[Stated exercise]
Revise the records from the line with "of the fireplace" up to and including the line with "pixel 617 350", replacing "marker" with "dot" and leaving everything else unchanged. Omit the pictures from your answer.

[Listed entries]
>>>>
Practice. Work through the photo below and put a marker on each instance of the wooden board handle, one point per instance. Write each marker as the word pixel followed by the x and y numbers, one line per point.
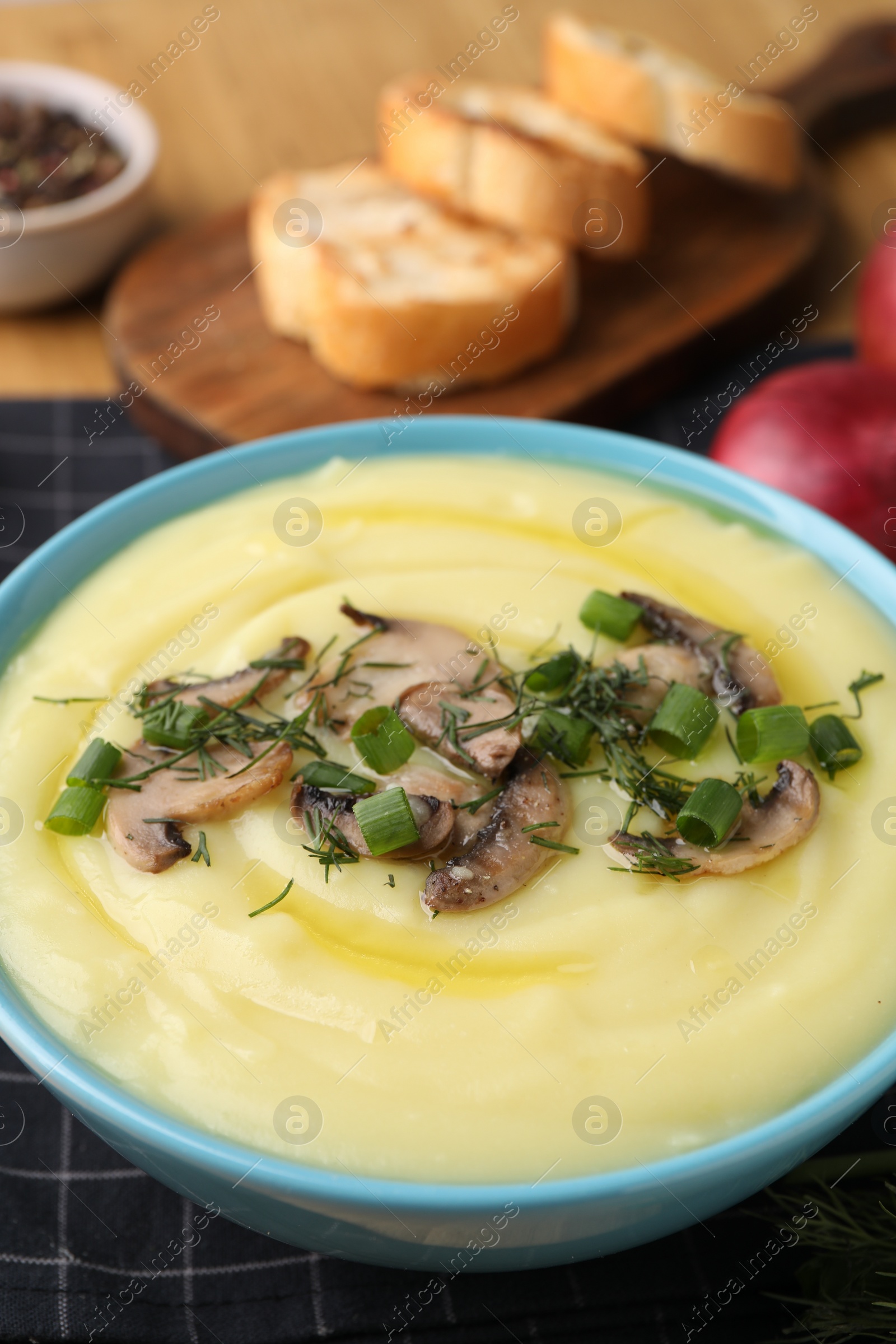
<<<<
>>>>
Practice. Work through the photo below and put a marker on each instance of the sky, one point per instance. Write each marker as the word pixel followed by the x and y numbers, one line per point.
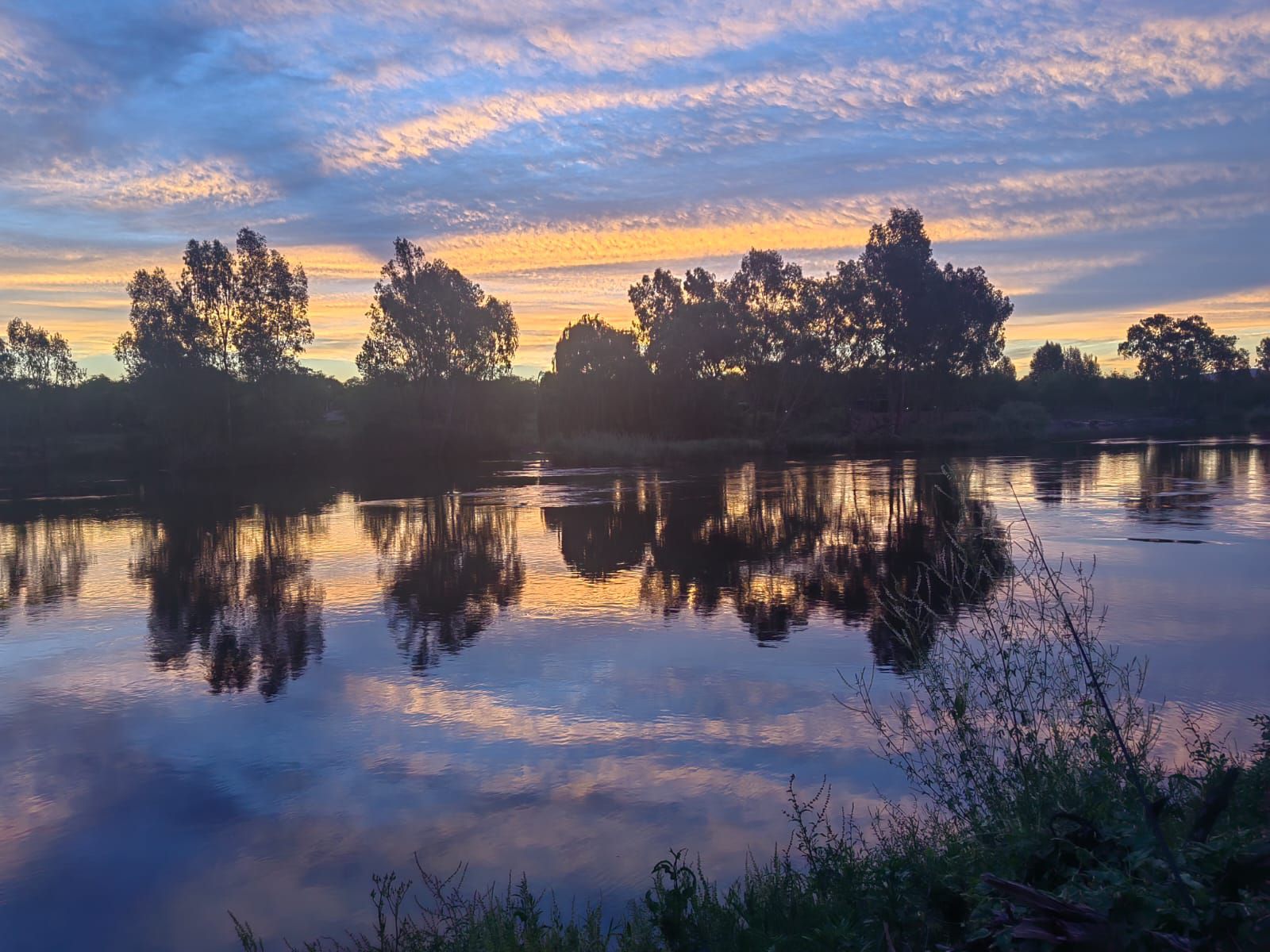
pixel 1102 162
<<<<
>>>>
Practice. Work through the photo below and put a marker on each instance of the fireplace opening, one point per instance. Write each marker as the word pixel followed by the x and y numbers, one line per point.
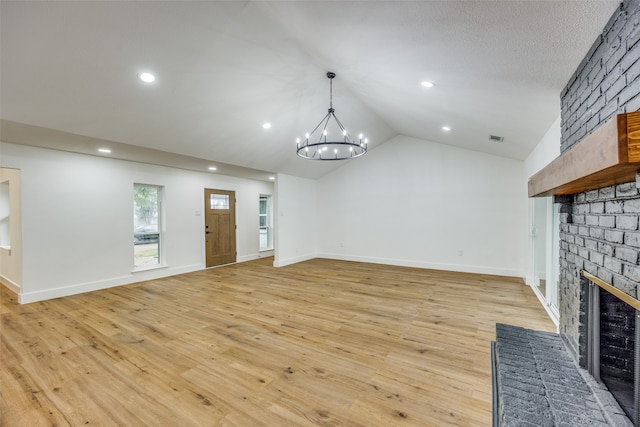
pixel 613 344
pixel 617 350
<<<<
[Solution]
Practice. Work through the photo below and put a dot on each instance of the fireplace opening, one point per instance. Write each dot as the word pixel followed by the x and y numbers, one line per point.
pixel 613 344
pixel 617 350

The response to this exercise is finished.